#### [Directions]
Below are the entries. Transcribe exactly the lines from the one with "Put a dot on each instance of the directional" through the one with "Put a dot on each instance of the give", ends included, and leave out all others.
··· Data to process
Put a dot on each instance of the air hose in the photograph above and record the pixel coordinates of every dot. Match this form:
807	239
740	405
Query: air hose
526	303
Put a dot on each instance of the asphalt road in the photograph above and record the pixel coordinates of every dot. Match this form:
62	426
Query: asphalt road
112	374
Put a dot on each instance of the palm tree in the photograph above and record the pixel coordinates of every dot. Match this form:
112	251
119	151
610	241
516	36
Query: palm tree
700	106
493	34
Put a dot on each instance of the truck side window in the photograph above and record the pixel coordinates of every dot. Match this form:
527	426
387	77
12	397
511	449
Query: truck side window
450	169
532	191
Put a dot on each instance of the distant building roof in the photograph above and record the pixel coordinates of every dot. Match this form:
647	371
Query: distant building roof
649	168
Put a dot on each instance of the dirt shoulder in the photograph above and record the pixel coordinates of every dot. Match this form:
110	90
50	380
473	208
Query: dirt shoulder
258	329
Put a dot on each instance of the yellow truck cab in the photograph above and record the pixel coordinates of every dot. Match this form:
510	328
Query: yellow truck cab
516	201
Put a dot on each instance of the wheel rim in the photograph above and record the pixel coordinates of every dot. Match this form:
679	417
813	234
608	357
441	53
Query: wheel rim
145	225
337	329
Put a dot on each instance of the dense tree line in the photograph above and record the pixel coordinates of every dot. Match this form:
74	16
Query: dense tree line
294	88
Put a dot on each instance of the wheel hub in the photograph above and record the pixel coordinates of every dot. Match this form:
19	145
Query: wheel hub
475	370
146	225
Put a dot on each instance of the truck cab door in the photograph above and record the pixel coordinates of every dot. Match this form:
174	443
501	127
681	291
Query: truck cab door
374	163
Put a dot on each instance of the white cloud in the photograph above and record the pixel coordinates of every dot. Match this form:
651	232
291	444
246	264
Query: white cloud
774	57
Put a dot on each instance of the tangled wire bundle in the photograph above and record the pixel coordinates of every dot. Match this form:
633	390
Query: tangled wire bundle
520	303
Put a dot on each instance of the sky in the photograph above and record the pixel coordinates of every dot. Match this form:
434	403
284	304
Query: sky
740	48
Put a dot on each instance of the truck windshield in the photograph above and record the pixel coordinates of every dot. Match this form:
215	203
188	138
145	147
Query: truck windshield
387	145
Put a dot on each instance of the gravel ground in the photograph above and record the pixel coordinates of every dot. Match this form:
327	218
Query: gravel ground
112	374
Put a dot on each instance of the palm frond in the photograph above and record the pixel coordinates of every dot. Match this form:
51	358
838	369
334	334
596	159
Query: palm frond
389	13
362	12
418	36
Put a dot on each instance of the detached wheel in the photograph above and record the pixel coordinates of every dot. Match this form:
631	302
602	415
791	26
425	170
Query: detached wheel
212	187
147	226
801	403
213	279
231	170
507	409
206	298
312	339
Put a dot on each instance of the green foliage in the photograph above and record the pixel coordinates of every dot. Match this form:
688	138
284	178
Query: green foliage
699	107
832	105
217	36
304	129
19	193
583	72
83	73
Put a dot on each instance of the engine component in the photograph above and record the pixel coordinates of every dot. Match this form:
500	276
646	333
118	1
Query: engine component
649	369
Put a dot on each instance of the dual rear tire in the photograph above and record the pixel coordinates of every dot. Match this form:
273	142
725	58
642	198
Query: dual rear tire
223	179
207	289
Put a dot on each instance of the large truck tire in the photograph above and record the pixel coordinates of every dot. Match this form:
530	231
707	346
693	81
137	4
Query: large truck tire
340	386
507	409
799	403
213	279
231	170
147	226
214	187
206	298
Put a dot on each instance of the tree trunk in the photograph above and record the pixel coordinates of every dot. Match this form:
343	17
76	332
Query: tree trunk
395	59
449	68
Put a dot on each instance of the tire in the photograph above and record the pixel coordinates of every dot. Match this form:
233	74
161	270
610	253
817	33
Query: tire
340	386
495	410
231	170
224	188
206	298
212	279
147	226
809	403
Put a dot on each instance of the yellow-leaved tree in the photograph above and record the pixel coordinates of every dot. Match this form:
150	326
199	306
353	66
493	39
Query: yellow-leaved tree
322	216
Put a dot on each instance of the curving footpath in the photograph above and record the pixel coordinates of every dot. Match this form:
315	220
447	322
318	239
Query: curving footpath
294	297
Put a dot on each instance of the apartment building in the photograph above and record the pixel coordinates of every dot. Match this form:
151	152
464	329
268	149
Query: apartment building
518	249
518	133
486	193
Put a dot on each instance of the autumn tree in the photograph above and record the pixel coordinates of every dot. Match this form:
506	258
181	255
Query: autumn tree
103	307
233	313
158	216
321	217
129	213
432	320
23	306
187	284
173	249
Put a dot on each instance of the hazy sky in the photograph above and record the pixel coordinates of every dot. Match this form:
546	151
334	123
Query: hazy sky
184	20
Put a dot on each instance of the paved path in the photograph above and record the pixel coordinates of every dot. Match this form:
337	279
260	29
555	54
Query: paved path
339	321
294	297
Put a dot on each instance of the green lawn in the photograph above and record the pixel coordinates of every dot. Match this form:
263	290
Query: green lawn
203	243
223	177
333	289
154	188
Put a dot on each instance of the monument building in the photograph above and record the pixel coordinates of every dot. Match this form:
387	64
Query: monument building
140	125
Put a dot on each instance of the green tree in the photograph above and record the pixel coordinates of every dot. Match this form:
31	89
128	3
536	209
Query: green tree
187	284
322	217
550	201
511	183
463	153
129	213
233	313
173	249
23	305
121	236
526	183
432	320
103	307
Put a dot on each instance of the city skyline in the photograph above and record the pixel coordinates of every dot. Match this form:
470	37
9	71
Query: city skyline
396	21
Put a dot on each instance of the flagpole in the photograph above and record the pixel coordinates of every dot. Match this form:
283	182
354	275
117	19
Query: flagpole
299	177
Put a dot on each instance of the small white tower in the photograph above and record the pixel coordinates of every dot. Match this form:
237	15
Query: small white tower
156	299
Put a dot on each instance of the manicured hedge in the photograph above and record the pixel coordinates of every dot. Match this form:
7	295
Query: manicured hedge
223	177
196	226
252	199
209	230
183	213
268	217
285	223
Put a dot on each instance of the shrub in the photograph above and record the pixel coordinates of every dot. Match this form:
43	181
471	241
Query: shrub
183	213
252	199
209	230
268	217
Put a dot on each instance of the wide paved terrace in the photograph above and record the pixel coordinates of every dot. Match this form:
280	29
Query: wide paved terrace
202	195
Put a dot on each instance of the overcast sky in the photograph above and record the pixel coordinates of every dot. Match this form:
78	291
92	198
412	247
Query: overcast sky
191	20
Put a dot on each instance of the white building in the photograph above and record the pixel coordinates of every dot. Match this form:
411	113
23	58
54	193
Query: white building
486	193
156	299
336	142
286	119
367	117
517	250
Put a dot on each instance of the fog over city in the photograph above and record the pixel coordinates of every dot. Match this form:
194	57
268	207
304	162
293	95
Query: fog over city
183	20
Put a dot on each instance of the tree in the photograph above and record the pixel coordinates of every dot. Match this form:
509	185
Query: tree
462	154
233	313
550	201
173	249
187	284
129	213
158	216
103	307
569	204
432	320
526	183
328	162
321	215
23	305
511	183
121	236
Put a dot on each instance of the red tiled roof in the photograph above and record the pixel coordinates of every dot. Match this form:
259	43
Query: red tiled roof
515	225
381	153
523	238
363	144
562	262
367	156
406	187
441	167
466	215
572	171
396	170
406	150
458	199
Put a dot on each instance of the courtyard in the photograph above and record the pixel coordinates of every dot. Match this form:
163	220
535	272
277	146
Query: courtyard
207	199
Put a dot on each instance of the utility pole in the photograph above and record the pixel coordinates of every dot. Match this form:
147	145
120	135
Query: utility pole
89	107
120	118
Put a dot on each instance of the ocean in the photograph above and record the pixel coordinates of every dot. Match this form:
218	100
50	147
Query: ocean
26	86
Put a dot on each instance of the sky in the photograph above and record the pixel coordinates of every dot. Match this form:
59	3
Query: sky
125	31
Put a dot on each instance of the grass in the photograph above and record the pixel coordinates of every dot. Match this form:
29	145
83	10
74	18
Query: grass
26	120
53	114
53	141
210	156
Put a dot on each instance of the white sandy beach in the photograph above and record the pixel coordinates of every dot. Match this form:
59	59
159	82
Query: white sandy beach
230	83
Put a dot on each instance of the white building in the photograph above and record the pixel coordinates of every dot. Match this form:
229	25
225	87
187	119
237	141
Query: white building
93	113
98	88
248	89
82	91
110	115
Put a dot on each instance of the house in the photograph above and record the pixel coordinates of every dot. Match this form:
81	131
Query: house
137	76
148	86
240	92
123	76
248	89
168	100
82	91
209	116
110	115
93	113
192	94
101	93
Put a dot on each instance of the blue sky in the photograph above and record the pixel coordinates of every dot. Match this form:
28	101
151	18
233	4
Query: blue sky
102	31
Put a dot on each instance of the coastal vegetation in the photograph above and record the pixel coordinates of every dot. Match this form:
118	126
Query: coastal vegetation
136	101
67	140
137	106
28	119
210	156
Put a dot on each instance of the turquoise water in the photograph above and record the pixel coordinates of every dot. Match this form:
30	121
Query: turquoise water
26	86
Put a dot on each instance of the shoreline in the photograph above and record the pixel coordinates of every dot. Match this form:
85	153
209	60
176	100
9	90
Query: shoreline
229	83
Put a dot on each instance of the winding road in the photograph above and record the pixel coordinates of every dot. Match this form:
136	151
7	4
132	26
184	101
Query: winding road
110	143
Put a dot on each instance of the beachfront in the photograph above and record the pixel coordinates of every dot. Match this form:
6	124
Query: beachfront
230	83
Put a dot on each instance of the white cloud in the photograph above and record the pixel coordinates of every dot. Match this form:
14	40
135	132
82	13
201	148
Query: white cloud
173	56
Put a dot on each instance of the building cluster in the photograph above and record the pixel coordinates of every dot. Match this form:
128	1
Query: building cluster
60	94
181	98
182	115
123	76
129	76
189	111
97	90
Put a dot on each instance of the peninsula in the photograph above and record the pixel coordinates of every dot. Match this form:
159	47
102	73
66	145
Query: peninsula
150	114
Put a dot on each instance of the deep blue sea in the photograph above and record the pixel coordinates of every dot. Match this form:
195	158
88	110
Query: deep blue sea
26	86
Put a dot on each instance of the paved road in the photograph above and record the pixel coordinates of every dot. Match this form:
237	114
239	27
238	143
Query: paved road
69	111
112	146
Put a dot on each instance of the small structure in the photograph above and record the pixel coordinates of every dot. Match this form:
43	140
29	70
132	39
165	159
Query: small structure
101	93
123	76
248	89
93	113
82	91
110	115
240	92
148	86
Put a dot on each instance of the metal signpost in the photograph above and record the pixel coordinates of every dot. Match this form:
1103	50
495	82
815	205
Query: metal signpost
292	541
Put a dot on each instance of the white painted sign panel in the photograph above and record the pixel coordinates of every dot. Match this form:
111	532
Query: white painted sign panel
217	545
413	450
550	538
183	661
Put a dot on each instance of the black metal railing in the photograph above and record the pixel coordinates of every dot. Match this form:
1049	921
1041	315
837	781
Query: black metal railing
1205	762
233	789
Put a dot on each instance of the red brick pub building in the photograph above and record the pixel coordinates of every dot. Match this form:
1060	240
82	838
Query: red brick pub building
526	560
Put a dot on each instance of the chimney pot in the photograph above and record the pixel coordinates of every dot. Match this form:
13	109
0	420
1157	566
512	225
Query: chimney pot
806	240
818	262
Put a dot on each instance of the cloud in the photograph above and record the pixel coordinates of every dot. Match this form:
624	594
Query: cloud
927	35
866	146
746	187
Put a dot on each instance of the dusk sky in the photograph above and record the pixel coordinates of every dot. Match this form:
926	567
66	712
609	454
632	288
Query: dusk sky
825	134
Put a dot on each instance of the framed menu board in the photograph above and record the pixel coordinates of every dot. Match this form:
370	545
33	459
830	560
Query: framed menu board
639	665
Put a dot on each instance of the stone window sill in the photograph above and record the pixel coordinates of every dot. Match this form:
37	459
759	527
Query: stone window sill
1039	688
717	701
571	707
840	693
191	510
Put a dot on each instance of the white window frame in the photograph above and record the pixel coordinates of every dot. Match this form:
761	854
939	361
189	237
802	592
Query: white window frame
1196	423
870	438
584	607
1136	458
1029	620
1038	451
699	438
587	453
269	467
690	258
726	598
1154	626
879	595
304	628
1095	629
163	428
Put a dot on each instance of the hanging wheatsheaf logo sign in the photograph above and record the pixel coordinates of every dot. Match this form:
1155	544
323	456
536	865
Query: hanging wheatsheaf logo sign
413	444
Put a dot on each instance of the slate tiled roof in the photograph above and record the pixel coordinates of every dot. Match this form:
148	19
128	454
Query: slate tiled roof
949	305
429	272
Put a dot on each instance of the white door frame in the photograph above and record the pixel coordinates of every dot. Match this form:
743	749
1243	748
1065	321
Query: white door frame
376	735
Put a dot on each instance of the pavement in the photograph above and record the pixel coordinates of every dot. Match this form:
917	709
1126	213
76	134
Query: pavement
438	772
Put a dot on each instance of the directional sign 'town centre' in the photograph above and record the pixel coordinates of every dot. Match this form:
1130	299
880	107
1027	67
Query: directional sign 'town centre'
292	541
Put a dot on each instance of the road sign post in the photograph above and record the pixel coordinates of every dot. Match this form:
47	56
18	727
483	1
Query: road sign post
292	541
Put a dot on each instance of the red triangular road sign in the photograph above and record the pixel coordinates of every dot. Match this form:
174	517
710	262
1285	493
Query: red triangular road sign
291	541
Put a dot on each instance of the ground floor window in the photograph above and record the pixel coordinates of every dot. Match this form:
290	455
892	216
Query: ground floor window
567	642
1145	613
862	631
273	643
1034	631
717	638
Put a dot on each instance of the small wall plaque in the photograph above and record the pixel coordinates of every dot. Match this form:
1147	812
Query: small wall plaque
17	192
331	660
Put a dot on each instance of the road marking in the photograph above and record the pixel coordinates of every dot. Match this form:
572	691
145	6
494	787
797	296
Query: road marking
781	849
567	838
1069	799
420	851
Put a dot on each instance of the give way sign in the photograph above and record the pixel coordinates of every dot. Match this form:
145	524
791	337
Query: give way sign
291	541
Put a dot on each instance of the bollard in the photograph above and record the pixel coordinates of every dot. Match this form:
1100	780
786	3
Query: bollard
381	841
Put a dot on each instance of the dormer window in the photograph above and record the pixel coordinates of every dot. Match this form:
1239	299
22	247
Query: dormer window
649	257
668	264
······
#### [Solved problem]
Put a dot on each instance of the directional sign 'town centre' in the photograph above and record the pixel coordinates of every dot. Match this form:
1130	299
880	107
1027	67
Query: directional sign 'town centre'
292	541
Put a dot on each instance of the road sign post in the photograph above and record the pixel coordinates of every dot. Match this form:
47	56
18	727
483	1
Query: road sign post
292	541
Put a dot on each instance of the red triangular road sign in the photograph above and record the pixel coordinates of every dot. Match this form:
174	517
710	262
1285	493
Query: red triangular road sign
291	541
Put a dot on each instance of the ground floor window in the photograph above and record the pixel coordinates of every dot. Match this form:
290	455
892	216
Query: ground floor window
567	642
1145	613
862	631
273	643
1034	631
717	638
Put a dot on each instance of the small wall plaque in the photograph above and record the pixel coordinates of every dot. Match this form:
1147	812
Query: small wall plaque
17	192
331	660
Put a dot on each instance of the road marking in the photograph above and record the pixel coordinates of every dot. Match this form:
572	691
145	6
494	787
797	296
Query: road marking
781	849
567	838
1069	799
420	851
Put a dot on each instance of the give way sign in the photograph above and record the pixel coordinates of every dot. Match this form:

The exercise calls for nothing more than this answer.